▸ Work order A
In the chiropractic text, shorten the paragraph that begins "A new experiment in cats demonstrates" and keep its main facts.
▸ Work order B
According to the chiropractic text, why did the study of 10 anesthetized adult cats conclude that adjustments reduce the likelihood of spasm? Answer in one to three sentences.
▸ Work order C
From the chiropractic text, extract the passage that begins at the words "Chiropractic Adjustments Alter Nerve" and stops after the words "authors (Spine 2005;115-22)".

▸ Extracted text
= Beginning of Section =

Chiropractic Adjustments Alter Nerve Flow to Muscles
A new experiment in cats demonstrates that chiropractic adjustments do indeed alter nerve impulses to muscles. While the cats were under anesthesia, researchers attached special instruments to a nerve root at a spinal segment in the lower spine. This allowed scientists to monitor the activity of the nerves, which send information to the muscles on either side of the spine (paraspinal muscles).
The researchers then applied pressure to the spinal segments. When the pressure reached a point where it mimicked chiropractic adjustments, the investigators noticed “abrupt changes in neural discharge.” “These changes could comprise part of the mechanism contributing to this intervention’s physiologic effects,” commented the study’s authors (Spine 2005;115-22)
Another study of 10 anesthetized adult cats found that chiropractic adjustments change electrical signals in the muscle via nervous system activity. Stimulating the force of human chiropractic adjustments on the cat’s spines, scientists used an electronic feedback-control system to monitor changes in the feline’s muscles. The scientists concluded that chiropractic adjustments altered muscle activity, thereby reducing the likelihood of spasm (J Manipulative Physiol Ther 2001;2-11).
New Study Shows That Adjustments Relax Trigger Points
In one hot-off-the-presses experiment involving 16 people, researchers placed electrodes over knots in muscles on the sides of the spine (paraspinal muscles). The participants then received chiropractic adjustments (J Manipulative Physio Ther 2005;28:465-71).
The electrodes measured muscular tension before and after the adjustments using technology called electromyography (EMG). Findings showed that “electromyographic activity decreased by at least 25 percent after treatment in 24 of the 31 sites that were monitored.”

= End of Section =

▸ Extracted entries
= Beginning of Section =

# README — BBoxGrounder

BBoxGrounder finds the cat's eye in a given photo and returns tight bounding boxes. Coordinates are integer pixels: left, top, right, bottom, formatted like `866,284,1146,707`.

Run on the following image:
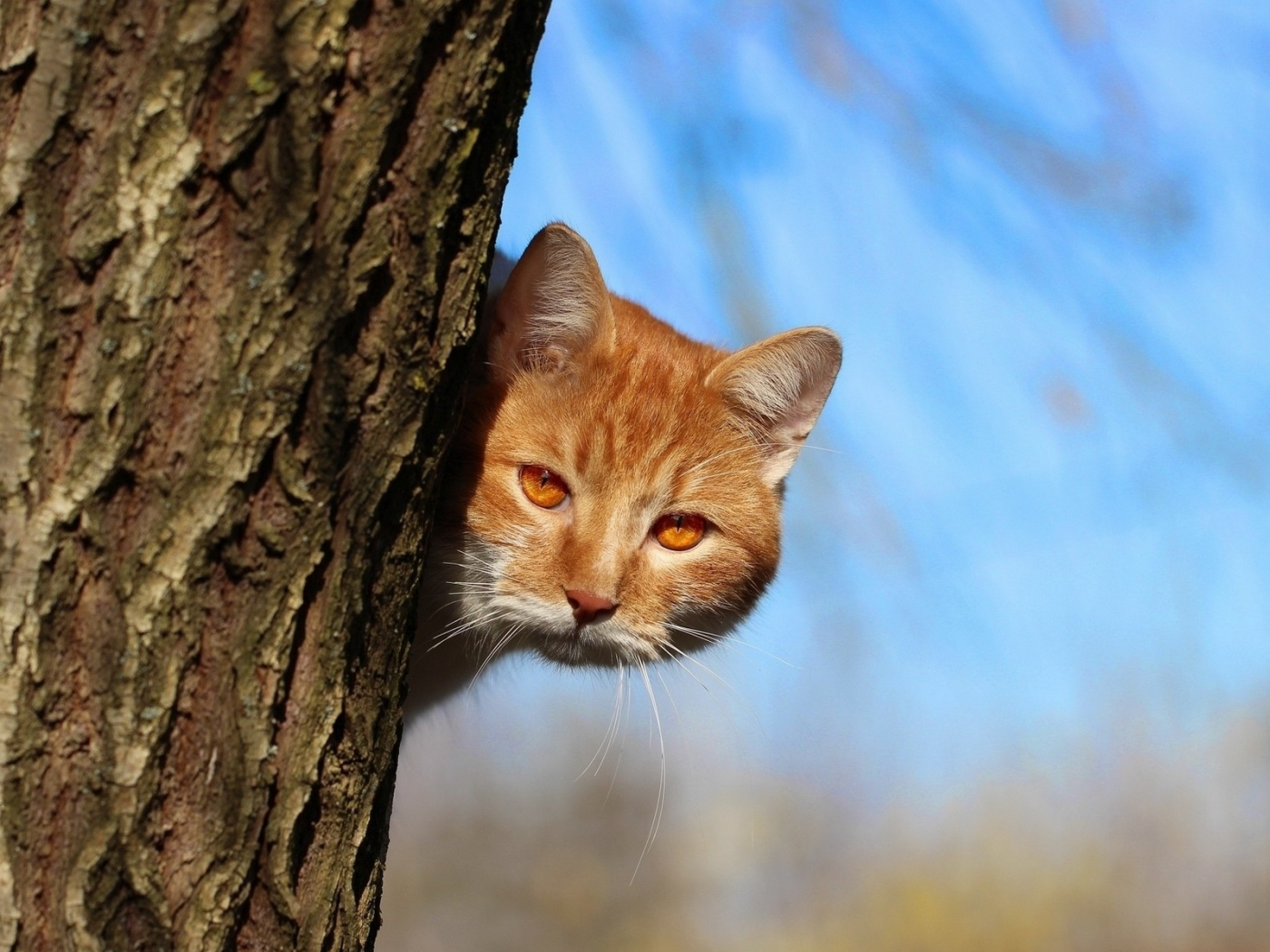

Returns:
653,513,706,552
521,466,569,509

= End of Section =

▸ Your solution A
An experiment in cats shows that chiropractic adjustments change nerve impulses to muscles. With the cats under anesthesia, researchers attached instruments to a nerve root in the lower spine. This let them monitor the nerves that send information to the paraspinal muscles on either side of the spine.

▸ Your solution B
The scientists concluded that chiropractic adjustments altered muscle activity. That change in muscle activity is what reduced the likelihood of spasm.

▸ Your solution C
Chiropractic Adjustments Alter Nerve Flow to Muscles
A new experiment in cats demonstrates that chiropractic adjustments do indeed alter nerve impulses to muscles. While the cats were under anesthesia, researchers attached special instruments to a nerve root at a spinal segment in the lower spine. This allowed scientists to monitor the activity of the nerves, which send information to the muscles on either side of the spine (paraspinal muscles).
The researchers then applied pressure to the spinal segments. When the pressure reached a point where it mimicked chiropractic adjustments, the investigators noticed “abrupt changes in neural discharge.” “These changes could comprise part of the mechanism contributing to this intervention’s physiologic effects,” commented the study’s authors (Spine 2005;115-22)